[WORK TO COMPLETE]
The lines to copy are those in the listing that hold the word "trunk".

============

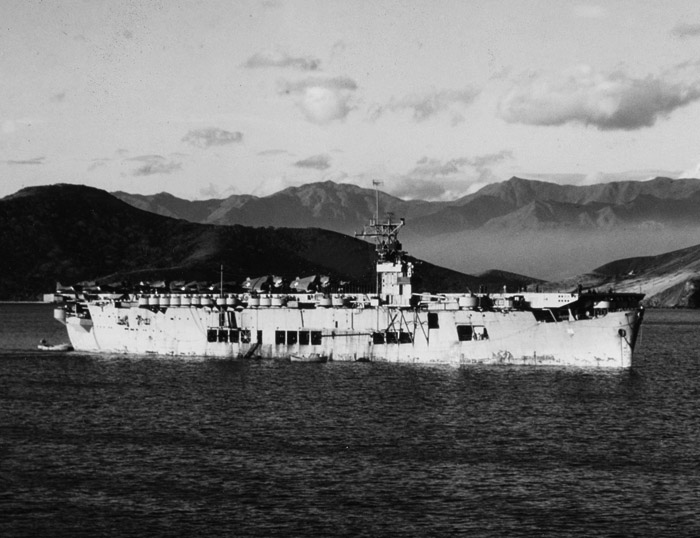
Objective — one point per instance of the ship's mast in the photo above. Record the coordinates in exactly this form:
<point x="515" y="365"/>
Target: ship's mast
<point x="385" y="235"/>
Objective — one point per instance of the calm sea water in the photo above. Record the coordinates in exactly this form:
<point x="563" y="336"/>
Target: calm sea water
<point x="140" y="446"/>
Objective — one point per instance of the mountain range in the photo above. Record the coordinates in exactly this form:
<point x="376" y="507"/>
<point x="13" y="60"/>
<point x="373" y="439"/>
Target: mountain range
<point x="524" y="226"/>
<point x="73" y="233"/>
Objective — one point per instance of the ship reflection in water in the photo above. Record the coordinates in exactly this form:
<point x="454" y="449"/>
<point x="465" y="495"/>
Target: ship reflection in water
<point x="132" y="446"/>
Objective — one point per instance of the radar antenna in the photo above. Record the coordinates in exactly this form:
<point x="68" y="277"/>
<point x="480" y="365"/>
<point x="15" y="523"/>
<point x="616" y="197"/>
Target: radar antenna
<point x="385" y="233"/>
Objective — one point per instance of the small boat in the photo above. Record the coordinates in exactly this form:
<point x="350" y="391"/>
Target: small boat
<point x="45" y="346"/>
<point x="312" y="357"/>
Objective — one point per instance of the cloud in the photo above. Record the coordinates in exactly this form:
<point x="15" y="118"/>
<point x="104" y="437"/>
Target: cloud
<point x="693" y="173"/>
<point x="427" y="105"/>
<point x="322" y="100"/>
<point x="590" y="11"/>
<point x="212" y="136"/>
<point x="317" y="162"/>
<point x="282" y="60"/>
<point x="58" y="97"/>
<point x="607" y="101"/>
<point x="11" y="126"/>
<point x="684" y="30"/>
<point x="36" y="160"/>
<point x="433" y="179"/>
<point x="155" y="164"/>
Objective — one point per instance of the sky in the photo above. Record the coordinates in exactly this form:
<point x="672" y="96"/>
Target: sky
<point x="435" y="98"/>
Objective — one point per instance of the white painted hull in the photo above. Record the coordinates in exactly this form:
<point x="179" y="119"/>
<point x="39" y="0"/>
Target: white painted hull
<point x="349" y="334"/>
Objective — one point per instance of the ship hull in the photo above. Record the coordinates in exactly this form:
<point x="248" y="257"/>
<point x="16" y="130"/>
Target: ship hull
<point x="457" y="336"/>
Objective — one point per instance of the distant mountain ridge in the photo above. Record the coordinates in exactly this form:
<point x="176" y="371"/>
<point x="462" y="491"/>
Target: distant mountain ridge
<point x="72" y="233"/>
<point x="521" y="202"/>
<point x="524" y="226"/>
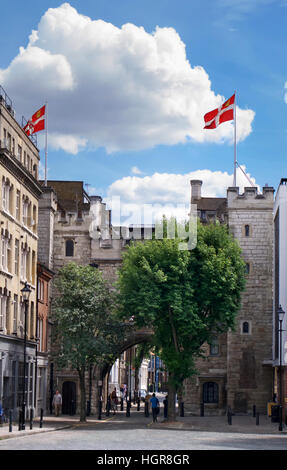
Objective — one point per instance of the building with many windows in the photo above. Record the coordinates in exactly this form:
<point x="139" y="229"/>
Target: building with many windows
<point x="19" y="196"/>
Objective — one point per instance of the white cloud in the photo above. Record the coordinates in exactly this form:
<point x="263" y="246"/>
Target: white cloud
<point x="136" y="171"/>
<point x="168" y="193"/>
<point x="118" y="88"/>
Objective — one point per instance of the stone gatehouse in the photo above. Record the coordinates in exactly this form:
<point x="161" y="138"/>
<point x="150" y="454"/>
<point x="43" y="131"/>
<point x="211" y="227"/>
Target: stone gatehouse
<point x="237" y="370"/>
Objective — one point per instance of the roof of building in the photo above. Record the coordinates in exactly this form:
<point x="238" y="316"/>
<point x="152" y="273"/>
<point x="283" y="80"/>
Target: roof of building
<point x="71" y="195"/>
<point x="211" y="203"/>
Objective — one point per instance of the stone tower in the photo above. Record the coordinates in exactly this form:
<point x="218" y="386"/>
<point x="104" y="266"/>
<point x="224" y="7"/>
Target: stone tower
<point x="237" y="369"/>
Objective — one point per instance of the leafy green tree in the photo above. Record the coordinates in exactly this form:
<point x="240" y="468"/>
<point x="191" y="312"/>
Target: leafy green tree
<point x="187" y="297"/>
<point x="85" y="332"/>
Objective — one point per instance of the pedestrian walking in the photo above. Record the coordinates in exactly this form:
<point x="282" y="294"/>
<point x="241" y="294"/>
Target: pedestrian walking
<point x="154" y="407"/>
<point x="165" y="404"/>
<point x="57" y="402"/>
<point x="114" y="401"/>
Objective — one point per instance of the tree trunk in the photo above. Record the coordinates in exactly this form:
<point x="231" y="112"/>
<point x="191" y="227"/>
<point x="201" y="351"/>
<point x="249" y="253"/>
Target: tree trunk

============

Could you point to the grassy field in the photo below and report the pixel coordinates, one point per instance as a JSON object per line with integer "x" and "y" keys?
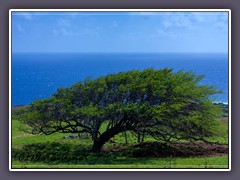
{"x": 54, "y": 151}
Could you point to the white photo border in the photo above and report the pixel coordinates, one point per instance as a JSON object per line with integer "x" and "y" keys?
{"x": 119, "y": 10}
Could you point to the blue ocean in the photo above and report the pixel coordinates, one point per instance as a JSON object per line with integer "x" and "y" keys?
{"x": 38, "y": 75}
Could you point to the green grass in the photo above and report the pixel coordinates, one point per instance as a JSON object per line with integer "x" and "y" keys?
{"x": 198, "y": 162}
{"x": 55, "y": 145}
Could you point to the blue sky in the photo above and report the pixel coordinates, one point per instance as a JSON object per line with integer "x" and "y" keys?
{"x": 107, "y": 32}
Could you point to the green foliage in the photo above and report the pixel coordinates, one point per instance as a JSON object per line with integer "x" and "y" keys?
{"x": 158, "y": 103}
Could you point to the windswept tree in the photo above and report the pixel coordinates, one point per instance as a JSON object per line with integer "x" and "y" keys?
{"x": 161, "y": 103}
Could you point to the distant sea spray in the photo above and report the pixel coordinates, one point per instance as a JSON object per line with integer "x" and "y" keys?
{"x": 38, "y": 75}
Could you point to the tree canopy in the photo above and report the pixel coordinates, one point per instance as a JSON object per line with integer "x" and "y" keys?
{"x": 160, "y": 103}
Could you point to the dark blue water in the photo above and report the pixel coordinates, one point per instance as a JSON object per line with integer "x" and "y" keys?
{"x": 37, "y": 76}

============

[OUTPUT OF THE EXERCISE]
Objective — one point per instance of the tree trunk in the photo above. Record the coordinates in exactly this form:
Target: tree trunk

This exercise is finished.